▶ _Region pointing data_
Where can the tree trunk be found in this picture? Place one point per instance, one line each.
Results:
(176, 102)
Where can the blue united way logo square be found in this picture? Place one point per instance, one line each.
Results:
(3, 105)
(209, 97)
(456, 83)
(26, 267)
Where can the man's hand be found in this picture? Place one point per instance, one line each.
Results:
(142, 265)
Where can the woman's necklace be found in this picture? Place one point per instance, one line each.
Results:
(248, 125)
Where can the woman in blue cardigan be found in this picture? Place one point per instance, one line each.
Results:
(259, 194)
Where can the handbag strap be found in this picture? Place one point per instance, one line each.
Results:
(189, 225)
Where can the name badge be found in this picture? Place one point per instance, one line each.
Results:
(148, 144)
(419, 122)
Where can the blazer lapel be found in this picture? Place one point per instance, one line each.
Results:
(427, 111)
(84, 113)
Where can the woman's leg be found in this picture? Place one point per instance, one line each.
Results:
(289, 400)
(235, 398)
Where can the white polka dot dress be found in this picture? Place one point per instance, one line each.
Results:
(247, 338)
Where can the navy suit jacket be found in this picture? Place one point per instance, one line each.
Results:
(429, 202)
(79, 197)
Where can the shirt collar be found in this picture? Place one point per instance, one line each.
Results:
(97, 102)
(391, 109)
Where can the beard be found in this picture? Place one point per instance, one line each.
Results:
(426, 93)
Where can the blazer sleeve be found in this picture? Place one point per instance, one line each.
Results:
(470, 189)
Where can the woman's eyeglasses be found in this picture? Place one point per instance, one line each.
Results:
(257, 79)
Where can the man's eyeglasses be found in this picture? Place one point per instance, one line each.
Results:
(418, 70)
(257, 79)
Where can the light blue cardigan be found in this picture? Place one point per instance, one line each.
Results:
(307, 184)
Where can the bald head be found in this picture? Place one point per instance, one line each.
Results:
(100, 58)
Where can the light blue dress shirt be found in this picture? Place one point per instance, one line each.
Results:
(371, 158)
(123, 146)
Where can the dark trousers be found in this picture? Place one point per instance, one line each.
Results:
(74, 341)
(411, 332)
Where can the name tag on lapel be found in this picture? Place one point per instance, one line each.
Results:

▶ _What this task involves_
Make an exact copy of all the data.

▶ _Your solution_
Where can the tree trunk be found in this picture? Place one point per instance, one line each.
Results:
(176, 102)
Where can the blue united way logo square be found in this picture? Place one point per instance, one line each.
Results:
(3, 105)
(209, 97)
(456, 83)
(26, 267)
Where can the man's hand be found in this picture? Place one point per instance, one line each.
Results:
(142, 265)
Where can the woman's necklace be found in this picture? Place one point per instance, one line each.
Results:
(248, 125)
Where can the woman in blue cardigan be found in this picture? Place one point per instance, one line each.
Results:
(259, 194)
Where can the handbag strap be found in this picture? Place one point per instance, one line each.
Results:
(189, 225)
Where can the name badge be found in this picture? Place one point per instance, one line each.
Results:
(148, 144)
(419, 122)
Where can the blazer lapel be found in this picture? Place one point per instance, one line each.
Results:
(427, 111)
(84, 113)
Where can the woman's leg be found in this picture? Place one point per instance, one line each.
Results:
(289, 400)
(235, 398)
Where can the white polka dot dress be found in this picture? Place one point per instance, one line each.
Results:
(247, 338)
Where can the navy suit jacket be found in this picture? Place one point per instance, one line each.
Results:
(429, 202)
(79, 197)
Where can the shirt collar be found in this picture? Place one point per instance, one line each.
Results:
(97, 102)
(391, 109)
Where can the beard be found in this picture? Place one point per instance, one line each.
Results:
(426, 93)
Where can the blazer sleeve be found in this picture? Place one point per instance, one line each.
Results:
(470, 189)
Where can the woman's eyeglasses be found in this picture? Place one point per instance, one line each.
Results:
(257, 79)
Where can the man's eyeglasses be found in this picture? Place one point per instance, one line each.
Results:
(418, 70)
(257, 79)
Where can the light blue cardigan be found in this picture? Place one point per instance, one line each.
Results:
(307, 184)
Where can the bald head be found in this picture? Place one point per instance, one line each.
Results:
(100, 58)
Where can the light blue dress shirt be found in this picture? Place one point per instance, one line each.
Results:
(371, 158)
(123, 146)
Where can the dark trousers be found in this picture? Place one point per instance, one line each.
Results:
(74, 341)
(411, 332)
Where can the name tag on lapel be found in this picture? Place one point per instance, one line each.
Results:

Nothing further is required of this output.